● Work to be completed:
Exactly as shown, give the full listing again.

● Records supplied:
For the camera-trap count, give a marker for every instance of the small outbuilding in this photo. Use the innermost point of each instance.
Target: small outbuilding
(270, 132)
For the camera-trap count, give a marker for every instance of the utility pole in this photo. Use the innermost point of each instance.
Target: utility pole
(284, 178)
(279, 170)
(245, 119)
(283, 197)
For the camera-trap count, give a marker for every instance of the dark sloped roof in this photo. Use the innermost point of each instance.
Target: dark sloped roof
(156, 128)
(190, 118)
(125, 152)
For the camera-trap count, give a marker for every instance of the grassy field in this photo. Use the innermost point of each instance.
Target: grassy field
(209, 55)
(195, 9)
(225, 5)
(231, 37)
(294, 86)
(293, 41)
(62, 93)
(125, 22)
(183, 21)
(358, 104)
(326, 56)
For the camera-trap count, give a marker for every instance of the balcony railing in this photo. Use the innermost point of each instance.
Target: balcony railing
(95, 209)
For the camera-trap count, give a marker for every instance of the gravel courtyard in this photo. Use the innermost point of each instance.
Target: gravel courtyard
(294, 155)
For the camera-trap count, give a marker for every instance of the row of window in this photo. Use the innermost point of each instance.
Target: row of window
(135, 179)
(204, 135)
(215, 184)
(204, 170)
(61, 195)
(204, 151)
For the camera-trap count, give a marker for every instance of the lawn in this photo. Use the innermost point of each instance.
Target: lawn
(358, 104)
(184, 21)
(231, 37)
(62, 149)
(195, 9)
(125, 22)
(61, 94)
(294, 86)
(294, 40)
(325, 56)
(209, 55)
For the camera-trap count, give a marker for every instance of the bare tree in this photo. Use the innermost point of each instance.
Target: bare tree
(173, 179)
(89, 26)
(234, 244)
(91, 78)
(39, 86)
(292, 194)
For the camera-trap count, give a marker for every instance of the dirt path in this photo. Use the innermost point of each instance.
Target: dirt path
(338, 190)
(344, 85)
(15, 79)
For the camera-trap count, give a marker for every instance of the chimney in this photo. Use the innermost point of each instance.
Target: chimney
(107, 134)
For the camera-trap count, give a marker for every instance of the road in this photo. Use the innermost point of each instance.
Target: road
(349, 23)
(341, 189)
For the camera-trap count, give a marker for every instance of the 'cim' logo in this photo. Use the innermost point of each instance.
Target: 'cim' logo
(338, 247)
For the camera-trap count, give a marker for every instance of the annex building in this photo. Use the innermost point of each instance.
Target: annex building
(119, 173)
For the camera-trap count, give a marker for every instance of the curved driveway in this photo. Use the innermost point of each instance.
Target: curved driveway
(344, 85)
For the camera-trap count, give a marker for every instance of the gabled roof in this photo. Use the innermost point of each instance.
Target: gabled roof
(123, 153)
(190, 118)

● Result:
For the camera-trap count, give a marker for every instance of the small outbuilding in this photo. Use the innermost point of each instance.
Target: small outbuilding
(270, 132)
For the camera-trap count, give a marker for every instance of the utility pole in this photo. Use the innermost point of each instance.
Target: utility pole
(284, 178)
(279, 170)
(245, 119)
(283, 197)
For the camera-trap count, give a marker for every instance of the dark sloped roof in this photo. Use the innermost point of each instance.
Target: dark sloped roof
(156, 128)
(190, 118)
(125, 152)
For the camera-trap count, give a marker for every instance of the grassy field in this photo. Use the innermost point of each instance.
Target: grassy field
(209, 55)
(195, 9)
(225, 5)
(231, 37)
(294, 86)
(293, 41)
(62, 93)
(125, 22)
(183, 21)
(358, 104)
(326, 56)
For the camera-trap count, give a marker for every instance of the balcony railing in this photo. Use the innermost point of each instance.
Target: balcony railing
(95, 209)
For the camera-trap count, give a marker for every instance of the gravel courtyard in this photo. Use the innermost point of each instance.
Target: gravel courtyard
(294, 155)
For the camera-trap count, give a marker for every instance of the row of window in this photo. Use the innermost point of each instance.
Target: row of window
(135, 179)
(204, 135)
(215, 184)
(204, 170)
(61, 195)
(204, 151)
For the camera-trap count, give a marker for every instance of the lawn in this photo. Use the innermost point of each instance.
Target: lawn
(358, 104)
(184, 21)
(231, 37)
(62, 149)
(195, 9)
(125, 22)
(61, 94)
(294, 86)
(294, 40)
(325, 56)
(209, 55)
For the camera-trap count, give a marker for every instance of the bare tree in this photo. Use the innermost point of each instance.
Target: bare tree
(173, 179)
(89, 26)
(234, 244)
(91, 78)
(39, 86)
(292, 194)
For the camera-trap count, give a marker for every instance of the dirt path in this photo. Use the innermost point of each instance.
Target: dirt path
(338, 190)
(344, 85)
(15, 79)
For the camera-trap count, give a marker for every instance of the chimney in this photo. Use the innermost point of each instance.
Target: chimney
(107, 134)
For the camera-trap count, give a marker for every instance of the road in this photo. Use the innermost point of each instance.
Target: road
(349, 23)
(341, 189)
For the camera-trap count, give a marker for every instance of the 'cim' logo in this photo. Use the innermost point of each instance.
Target: 'cim' logo
(338, 247)
For the camera-trap count, give a marker for every instance of the annex building in this photo. Use the innermost point of each instance.
Target: annex building
(119, 173)
For the camera-trap count, give a marker for every instance of the curved driveway in this photo. Use the innermost point of each instance.
Target: curved driveway
(344, 85)
For the camera-trap count, give a marker for every instance of the gabled roof in this photo. Use the innermost point of each instance.
Target: gabled roof
(123, 153)
(190, 118)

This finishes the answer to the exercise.